## Referring expression data
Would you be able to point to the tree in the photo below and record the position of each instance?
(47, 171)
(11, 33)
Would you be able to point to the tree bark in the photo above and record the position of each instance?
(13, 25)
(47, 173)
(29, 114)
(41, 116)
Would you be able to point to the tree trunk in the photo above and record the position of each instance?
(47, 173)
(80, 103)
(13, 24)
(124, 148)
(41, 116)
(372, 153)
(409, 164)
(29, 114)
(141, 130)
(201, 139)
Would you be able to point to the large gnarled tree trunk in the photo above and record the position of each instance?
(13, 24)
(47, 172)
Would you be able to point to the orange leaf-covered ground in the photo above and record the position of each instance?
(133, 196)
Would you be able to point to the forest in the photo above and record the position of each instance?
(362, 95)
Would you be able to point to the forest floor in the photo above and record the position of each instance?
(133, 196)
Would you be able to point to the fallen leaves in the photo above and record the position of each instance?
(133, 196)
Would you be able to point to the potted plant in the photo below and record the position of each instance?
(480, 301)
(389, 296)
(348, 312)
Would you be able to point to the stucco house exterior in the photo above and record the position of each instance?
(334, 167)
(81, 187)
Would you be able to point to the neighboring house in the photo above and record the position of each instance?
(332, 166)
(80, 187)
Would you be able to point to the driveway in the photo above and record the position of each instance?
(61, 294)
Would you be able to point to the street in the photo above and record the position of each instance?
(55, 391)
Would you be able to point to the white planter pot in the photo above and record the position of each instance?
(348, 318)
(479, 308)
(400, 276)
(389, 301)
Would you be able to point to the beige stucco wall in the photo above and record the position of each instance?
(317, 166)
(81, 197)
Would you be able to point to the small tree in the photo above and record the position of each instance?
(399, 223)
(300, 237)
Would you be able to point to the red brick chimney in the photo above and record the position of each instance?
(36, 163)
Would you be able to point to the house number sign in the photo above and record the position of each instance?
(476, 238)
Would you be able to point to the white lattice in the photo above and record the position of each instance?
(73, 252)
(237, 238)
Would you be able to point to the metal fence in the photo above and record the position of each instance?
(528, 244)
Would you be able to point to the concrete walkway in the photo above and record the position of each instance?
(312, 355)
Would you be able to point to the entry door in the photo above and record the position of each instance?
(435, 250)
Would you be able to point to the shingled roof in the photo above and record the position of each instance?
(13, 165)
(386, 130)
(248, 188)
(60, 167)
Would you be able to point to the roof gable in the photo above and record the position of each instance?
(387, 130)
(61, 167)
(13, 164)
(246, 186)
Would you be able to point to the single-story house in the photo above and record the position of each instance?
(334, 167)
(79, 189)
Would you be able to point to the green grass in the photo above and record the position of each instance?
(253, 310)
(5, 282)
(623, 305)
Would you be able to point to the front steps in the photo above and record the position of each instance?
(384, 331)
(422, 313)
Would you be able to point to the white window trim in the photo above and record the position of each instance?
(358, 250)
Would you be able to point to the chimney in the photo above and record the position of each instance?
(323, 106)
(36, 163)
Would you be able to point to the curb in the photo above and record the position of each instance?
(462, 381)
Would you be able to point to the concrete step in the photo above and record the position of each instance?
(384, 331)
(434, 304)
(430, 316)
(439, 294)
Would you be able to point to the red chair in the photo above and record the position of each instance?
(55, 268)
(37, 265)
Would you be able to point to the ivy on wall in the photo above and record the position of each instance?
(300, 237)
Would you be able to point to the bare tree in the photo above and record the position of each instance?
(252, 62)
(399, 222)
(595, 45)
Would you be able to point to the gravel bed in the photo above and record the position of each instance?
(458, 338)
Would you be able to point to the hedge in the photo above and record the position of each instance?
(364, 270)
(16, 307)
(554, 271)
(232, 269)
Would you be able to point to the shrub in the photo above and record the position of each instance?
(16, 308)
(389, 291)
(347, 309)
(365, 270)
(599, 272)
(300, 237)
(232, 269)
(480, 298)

## EXERCISE BRIEF
Above are the records; restate each one exactly.

## SOLUTION TO THE PROBLEM
Would you be able to point to the tree in the photo below and record the position of each instance?
(47, 171)
(11, 33)
Would you be able to point to the tree bark in the photo above and record the position of each instance?
(13, 25)
(47, 173)
(29, 114)
(41, 116)
Would you be able to point to the tree trunk in the photo above and record the position of each instance?
(47, 173)
(80, 103)
(13, 24)
(124, 148)
(41, 116)
(372, 153)
(409, 164)
(29, 114)
(141, 130)
(201, 139)
Would you be able to point to the large gnarled tree trunk in the photo above and record the position of each instance?
(13, 24)
(47, 172)
Would you be able to point to the orange leaf-covered ground in the photo above and record the position of each instance?
(133, 196)
Would you be able to point to the forest in the photo above and record the position of each instance?
(362, 95)
Would you be able to point to the forest floor in the photo above and record the position of each instance?
(133, 196)
Would you be able to point to the fallen leaves in the photo above and record the position of each instance?
(133, 196)
Would you be able to point to the potted plant in the photo below and record the position of each instance?
(480, 301)
(389, 296)
(348, 312)
Would you be able to point to the stucco house exterior in the photo above and record the position of each instance?
(334, 167)
(81, 187)
Would you be able to point to the neighboring house in the photo above and record the position of each instance?
(332, 166)
(80, 187)
Would you be able to point to the driveway in the photo above and record the position of each instance?
(61, 294)
Would you be able to point to the street in the photo above and record the position of each instance?
(55, 391)
Would you be able to point to the white planter pot in the photo above and record the position of each instance?
(348, 318)
(479, 308)
(400, 276)
(389, 301)
Would you be able to point to the beige stucco wall in the photo above and record the position of each instance?
(317, 166)
(81, 197)
Would you be able to point to the small tree in the photo above and record the position of each instance?
(399, 223)
(300, 237)
Would you be able to point to the red brick chimney in the photo above and record the position of each instance?
(36, 163)
Would you be able to point to the house number sign in the photo above and record the position of each instance?
(476, 238)
Would you be able to point to the white lattice in the photo above and record the position of each instance?
(73, 252)
(237, 238)
Would you be able to point to the metal fence in the photo above and record the position of each instance?
(528, 244)
Would you be able to point to the concrete walkway in the photo above and record the position of each instance?
(312, 355)
Would you be able to point to the entry door in the photo above and record the position of each instance?
(435, 250)
Would you be able to point to the shingled roof in the photo above and record the position of each instance?
(13, 165)
(386, 130)
(248, 188)
(60, 167)
Would you be able to point to the roof gable in the photo above and record the position of each instance?
(387, 130)
(61, 167)
(13, 164)
(246, 186)
Would you be able to point to the single-story house in the photo above and record the position of each instance?
(334, 167)
(79, 189)
Would you be able to point to the green grass in the photo above and record the position of each instance?
(253, 310)
(5, 282)
(623, 305)
Would you be able to point to the front steps in the photo above and record the position of each instance?
(384, 331)
(422, 313)
Would you be able to point to the white window trim in the photo above and record the position of each instance?
(358, 250)
Would you be able to point to the chimney in the photo above and record the position of each instance?
(323, 106)
(36, 163)
Would you be able to point to the curb in the photo above and record the position of each instance?
(462, 381)
Would you be able to point to the concrete step in the photo above and record the position of each instance?
(384, 331)
(434, 304)
(430, 316)
(439, 294)
Would you be able to point to the red chair in the photo above and record the position of each instance?
(55, 268)
(37, 265)
Would you be able to point to the ivy on wall in the photo above and record the position of each instance?
(300, 237)
Would you be able to point to the bare tree in the photo above and record the position of each instance?
(252, 62)
(399, 222)
(595, 45)
Would you be able to point to the gravel bed in the photo above and record the position of each instance?
(458, 338)
Would you be able to point to the hedge in the photo above and record the position of each instance?
(364, 270)
(16, 307)
(554, 271)
(232, 269)
Would you be able to point to the shrub in the photo above and record the position of each instance?
(16, 308)
(389, 291)
(347, 309)
(365, 270)
(599, 272)
(300, 237)
(232, 269)
(480, 298)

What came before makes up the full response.